The fourth embodiment, shown in FIG. 5a, extends that of the third embodiment by additionally performing name spotting in the audio and the extrinsic information. A name spotter unit 51 is adapted to identify names in the intrinsic information known to be important in the film. For example, the extrinsic information can contain character names extracted from the Internet Movie Database directly, or can textually parse the extrinsic information as part of the general extraction of audio related features in the audio related feature extractor 5 of FIG. 5a, or method step 26 of FIG. 2. Such character names are generally not translated even in dubbed films. In case where the names are translated, we rely on the similarity to the original language and the repetitiveness in the movie itself. For example, "John" and the corresponding Italian version of the same name "Giovanni" would appear in the analogous time locations in the movie .The intrinsic information can, for example, be directed through a speech recognition system. The output of which can be analysed for character names. The timestamps of any such character names can be used as further alignment information, or anchor points, for the correlation phase. For situations where the original language screenplay does not contain timestamps, the character names can be used to improve the estimated timestamps accorded to the screenplay. The name spotting process is identified as step 24 in FIG. 2 and the alignment process making use of the extra information is identified as step 28 in the flowchart of FIG. 2. The output of the alignment unit 7 is identified at alignment points 10 in FIG. 5b.

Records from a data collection

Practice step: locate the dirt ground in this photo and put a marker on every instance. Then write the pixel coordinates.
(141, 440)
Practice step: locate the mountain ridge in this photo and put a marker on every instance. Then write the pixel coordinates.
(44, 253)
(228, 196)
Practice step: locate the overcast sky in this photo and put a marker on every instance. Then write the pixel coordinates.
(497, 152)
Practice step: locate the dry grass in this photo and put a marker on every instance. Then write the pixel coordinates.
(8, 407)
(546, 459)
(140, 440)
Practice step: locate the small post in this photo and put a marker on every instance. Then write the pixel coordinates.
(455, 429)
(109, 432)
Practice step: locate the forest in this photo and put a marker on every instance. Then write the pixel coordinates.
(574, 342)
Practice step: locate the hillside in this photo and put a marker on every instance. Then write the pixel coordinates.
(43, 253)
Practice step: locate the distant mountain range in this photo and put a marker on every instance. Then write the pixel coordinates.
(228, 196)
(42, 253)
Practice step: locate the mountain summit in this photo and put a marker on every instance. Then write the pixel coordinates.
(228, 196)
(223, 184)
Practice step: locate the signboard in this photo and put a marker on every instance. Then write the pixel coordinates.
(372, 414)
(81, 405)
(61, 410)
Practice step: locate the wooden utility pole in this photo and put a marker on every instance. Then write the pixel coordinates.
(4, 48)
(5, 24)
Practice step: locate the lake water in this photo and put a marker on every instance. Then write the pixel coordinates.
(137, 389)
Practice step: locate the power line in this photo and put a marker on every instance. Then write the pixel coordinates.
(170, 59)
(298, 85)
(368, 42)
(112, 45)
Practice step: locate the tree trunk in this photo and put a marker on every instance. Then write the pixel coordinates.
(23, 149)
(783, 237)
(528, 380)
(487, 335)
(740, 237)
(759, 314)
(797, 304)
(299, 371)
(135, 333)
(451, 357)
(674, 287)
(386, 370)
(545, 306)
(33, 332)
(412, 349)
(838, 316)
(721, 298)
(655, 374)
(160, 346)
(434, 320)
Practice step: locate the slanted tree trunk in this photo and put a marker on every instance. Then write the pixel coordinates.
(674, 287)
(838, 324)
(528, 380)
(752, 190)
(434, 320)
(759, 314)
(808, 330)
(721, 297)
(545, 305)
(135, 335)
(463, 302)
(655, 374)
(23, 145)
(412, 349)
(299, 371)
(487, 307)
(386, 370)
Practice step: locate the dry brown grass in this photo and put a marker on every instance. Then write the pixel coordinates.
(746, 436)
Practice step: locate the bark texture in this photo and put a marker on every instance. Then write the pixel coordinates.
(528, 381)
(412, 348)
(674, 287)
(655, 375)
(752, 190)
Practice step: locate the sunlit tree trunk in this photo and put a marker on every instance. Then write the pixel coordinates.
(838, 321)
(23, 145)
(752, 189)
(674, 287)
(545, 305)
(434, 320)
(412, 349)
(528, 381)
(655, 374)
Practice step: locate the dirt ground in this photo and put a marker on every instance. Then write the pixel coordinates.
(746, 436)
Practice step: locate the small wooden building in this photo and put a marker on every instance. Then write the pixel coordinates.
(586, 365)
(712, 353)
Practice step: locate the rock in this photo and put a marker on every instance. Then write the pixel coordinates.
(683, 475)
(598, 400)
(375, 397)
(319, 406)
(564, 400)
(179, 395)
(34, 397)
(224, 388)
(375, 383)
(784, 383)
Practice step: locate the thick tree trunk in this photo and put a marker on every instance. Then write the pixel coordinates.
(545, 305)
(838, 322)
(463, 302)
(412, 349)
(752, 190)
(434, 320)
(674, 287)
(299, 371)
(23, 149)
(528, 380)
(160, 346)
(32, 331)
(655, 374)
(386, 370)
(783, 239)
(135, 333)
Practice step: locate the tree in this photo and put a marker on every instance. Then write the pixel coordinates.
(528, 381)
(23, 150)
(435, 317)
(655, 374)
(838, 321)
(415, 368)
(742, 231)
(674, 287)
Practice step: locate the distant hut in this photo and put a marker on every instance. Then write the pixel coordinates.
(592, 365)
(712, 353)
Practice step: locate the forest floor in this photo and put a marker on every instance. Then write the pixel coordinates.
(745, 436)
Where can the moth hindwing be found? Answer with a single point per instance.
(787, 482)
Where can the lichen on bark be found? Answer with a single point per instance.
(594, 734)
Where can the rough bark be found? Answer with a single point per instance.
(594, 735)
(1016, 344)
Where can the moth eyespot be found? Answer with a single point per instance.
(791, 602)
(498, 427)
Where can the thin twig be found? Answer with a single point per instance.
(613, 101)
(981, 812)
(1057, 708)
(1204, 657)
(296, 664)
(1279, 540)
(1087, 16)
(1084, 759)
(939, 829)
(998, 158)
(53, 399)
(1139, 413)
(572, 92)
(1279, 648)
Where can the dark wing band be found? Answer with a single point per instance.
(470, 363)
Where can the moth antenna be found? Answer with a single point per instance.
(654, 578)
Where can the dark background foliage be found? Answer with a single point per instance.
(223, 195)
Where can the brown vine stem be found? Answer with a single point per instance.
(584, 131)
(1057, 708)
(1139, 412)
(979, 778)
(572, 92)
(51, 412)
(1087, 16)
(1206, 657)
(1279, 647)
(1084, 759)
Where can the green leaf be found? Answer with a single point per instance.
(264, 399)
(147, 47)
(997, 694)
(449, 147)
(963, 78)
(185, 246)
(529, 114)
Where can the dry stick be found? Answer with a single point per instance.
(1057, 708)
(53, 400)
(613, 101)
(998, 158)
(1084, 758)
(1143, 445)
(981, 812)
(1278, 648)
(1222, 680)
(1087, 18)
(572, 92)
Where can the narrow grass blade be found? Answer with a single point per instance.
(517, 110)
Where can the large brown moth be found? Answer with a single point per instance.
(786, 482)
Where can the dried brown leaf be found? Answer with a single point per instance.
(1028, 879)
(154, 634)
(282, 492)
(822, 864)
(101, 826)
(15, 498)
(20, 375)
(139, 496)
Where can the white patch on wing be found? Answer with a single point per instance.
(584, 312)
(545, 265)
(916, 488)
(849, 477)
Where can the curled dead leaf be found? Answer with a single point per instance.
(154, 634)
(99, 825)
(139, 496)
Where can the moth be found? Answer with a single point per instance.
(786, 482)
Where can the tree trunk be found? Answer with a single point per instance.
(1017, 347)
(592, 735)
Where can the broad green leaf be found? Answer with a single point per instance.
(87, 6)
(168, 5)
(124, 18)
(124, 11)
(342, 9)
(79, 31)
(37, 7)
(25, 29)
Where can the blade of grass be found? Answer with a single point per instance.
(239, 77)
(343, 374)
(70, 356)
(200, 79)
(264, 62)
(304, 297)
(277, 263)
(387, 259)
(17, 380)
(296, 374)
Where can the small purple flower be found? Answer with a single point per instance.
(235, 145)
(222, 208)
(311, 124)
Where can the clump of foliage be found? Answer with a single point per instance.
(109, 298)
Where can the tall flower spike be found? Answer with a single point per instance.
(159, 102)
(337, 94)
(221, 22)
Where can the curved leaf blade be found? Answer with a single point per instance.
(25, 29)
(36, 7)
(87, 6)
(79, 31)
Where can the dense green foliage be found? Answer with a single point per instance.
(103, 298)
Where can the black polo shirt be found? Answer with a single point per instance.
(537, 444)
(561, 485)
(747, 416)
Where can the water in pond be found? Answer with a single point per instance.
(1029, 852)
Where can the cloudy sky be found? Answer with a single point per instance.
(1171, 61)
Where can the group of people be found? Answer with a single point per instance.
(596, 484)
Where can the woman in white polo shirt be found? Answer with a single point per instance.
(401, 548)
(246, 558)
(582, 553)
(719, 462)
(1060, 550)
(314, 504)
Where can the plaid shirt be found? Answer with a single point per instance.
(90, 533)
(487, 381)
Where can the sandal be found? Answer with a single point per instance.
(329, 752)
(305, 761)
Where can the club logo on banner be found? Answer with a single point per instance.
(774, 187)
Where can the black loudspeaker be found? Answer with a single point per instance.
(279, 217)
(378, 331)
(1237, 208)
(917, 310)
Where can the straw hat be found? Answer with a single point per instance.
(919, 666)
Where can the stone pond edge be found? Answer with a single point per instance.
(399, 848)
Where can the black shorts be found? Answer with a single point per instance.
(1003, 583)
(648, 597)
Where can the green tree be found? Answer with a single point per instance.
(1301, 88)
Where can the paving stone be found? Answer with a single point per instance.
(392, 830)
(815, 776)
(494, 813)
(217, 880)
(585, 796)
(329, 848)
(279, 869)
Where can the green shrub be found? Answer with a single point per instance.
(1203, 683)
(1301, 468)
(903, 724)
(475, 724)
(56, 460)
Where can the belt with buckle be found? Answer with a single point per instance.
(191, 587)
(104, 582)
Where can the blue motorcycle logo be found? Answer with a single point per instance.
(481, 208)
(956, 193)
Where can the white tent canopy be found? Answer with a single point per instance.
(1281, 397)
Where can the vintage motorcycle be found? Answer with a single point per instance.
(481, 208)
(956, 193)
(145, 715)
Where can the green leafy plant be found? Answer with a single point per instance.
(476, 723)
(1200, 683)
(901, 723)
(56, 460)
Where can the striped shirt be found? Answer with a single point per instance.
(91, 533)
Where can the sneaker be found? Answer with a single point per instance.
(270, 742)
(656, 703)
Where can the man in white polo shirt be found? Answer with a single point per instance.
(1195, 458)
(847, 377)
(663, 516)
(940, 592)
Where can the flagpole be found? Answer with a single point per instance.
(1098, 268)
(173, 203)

WRITTEN TASK:
Reproduce the passage about name spotting word for word, in full. Rely only on the passage about name spotting.

PROBLEM SOLUTION:
The fourth embodiment, shown in FIG. 5a, extends that of the third embodiment by additionally performing name spotting in the audio and the extrinsic information. A name spotter unit 51 is adapted to identify names in the intrinsic information known to be important in the film. For example, the extrinsic information can contain character names extracted from the Internet Movie Database directly, or can textually parse the extrinsic information as part of the general extraction of audio related features in the audio related feature extractor 5 of FIG. 5a, or method step 26 of FIG. 2. Such character names are generally not translated even in dubbed films. In case where the names are translated, we rely on the similarity to the original language and the repetitiveness in the movie itself. For example, "John" and the corresponding Italian version of the same name "Giovanni" would appear in the analogous time locations in the movie .The intrinsic information can, for example, be directed through a speech recognition system. The output of which can be analysed for character names. The timestamps of any such character names can be used as further alignment information, or anchor points, for the correlation phase. For situations where the original language screenplay does not contain timestamps, the character names can be used to improve the estimated timestamps accorded to the screenplay. The name spotting process is identified as step 24 in FIG. 2 and the alignment process making use of the extra information is identified as step 28 in the flowchart of FIG. 2. The output of the alignment unit 7 is identified at alignment points 10 in FIG. 5b.